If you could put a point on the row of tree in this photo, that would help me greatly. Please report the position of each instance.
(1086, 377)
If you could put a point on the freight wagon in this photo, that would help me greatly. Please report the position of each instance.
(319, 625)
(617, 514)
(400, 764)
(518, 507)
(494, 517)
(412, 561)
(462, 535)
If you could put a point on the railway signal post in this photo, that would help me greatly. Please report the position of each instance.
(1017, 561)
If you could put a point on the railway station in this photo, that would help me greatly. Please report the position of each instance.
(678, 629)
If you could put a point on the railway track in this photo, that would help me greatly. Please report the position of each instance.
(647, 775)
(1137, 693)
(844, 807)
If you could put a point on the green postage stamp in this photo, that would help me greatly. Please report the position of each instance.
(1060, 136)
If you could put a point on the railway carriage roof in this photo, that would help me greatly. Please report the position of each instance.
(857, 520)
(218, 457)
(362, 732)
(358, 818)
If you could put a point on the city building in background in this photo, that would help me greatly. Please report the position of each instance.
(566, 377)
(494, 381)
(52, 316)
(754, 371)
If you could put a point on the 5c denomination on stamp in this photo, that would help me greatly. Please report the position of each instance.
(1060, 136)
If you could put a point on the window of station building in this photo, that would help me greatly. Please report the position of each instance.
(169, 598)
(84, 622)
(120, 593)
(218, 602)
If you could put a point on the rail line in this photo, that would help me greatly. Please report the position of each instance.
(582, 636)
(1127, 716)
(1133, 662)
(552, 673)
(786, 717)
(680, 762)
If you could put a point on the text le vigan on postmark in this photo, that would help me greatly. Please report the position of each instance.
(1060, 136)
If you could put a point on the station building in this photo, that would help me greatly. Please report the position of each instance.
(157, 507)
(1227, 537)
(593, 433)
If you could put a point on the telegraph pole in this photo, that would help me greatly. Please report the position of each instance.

- [PROBLEM DETAILS]
Reproduce verbatim every line of the records, starting at the line that contains "If you could put a point on the railway carriage" and running through the final line of the records.

- [RESPONSE TO THE TASK]
If you could put a point on the railway carriage roof in this photo, that would help me greatly. Please report the position of each instance.
(857, 520)
(218, 457)
(362, 732)
(358, 818)
If you could put a point on the city building in background in this photo, that would help me greatly. Please report the position of each instance.
(566, 377)
(494, 381)
(52, 316)
(754, 371)
If you could put a point on the 5c denomination on stamp in this photo, that would help me greatly. Please report the position of each instance.
(1060, 136)
If you could put a point on the window of station building in this photo, that would help me greatly. Please report the position of each instance.
(169, 598)
(84, 622)
(120, 593)
(218, 602)
If you could put a point on the rail line in this photo, that would help me greatly. Please report the position of each instance.
(582, 636)
(1127, 716)
(1133, 662)
(552, 673)
(786, 717)
(680, 762)
If you could put a point on the text le vigan on postmark in this photo, that would help me greatly. Please report the position of each instance.
(1060, 136)
If you could put a point on the station building in this photo, that would help me greatly. Please report the position of each instance.
(157, 507)
(1227, 537)
(593, 433)
If you could put a point on the telegraph pole in this photo, that would help me greatly. Please report the position of each instance.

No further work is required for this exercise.